Your task → Show each line below that contains the string "ceiling". Case counts, so a line matches only if its capitalization agrees.
* BEGIN The records *
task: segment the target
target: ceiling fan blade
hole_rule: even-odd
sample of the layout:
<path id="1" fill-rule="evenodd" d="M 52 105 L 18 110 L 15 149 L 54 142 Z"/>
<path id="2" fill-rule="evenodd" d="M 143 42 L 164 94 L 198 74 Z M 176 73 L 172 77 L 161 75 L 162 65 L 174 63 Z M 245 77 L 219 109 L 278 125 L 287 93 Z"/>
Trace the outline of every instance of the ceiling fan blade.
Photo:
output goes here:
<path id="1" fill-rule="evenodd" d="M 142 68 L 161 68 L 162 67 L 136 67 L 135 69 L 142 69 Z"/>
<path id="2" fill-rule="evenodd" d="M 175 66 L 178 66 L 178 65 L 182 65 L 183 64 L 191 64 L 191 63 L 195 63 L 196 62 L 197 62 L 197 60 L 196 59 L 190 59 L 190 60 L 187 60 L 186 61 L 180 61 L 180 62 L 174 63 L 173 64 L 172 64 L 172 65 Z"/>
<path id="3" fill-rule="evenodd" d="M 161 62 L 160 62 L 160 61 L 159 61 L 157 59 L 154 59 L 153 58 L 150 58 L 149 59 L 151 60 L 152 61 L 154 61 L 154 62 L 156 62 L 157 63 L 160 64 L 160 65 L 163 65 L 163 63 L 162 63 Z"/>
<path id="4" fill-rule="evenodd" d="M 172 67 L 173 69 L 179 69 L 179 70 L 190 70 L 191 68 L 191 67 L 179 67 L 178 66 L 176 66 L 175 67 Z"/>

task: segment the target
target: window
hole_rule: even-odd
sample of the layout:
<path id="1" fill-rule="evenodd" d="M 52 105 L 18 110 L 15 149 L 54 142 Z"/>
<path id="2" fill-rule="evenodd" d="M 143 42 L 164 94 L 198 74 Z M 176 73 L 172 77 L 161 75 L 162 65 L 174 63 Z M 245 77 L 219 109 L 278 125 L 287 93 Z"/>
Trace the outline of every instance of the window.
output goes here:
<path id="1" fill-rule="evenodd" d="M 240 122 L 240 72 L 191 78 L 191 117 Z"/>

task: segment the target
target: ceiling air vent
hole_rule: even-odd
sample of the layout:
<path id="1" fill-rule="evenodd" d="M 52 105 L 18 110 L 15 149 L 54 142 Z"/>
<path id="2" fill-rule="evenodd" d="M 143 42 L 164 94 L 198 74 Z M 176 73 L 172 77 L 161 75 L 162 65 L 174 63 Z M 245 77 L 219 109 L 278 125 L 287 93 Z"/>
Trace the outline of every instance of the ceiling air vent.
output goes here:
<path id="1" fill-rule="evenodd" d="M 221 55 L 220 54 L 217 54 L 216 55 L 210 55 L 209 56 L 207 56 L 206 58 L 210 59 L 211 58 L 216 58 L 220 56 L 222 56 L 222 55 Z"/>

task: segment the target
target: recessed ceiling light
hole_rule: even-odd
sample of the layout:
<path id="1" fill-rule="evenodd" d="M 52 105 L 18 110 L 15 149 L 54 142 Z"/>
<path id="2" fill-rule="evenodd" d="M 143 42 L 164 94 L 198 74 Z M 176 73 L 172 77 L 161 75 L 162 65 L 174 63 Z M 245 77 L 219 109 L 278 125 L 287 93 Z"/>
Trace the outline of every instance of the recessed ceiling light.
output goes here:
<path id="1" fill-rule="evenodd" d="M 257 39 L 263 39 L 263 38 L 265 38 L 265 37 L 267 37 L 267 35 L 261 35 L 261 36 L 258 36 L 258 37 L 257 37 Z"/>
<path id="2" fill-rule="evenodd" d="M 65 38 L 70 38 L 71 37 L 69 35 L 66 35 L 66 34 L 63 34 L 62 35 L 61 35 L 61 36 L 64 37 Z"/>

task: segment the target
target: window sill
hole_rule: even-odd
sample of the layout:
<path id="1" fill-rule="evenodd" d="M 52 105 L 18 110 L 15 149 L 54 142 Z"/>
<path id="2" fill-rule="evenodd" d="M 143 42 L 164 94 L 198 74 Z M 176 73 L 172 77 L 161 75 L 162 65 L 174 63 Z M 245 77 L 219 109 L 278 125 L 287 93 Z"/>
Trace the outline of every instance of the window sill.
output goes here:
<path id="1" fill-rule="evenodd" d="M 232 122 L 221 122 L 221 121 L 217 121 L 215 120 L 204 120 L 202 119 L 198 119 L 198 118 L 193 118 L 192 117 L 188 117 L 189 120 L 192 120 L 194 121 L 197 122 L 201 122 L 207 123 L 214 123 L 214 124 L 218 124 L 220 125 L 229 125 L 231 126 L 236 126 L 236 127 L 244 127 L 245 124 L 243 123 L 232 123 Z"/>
* END The records *
Final answer →
target: ceiling fan blade
Trace the outline of every instance of the ceiling fan blade.
target: ceiling air vent
Trace the outline of every instance of the ceiling air vent.
target: recessed ceiling light
Trace the outline of every instance of the recessed ceiling light.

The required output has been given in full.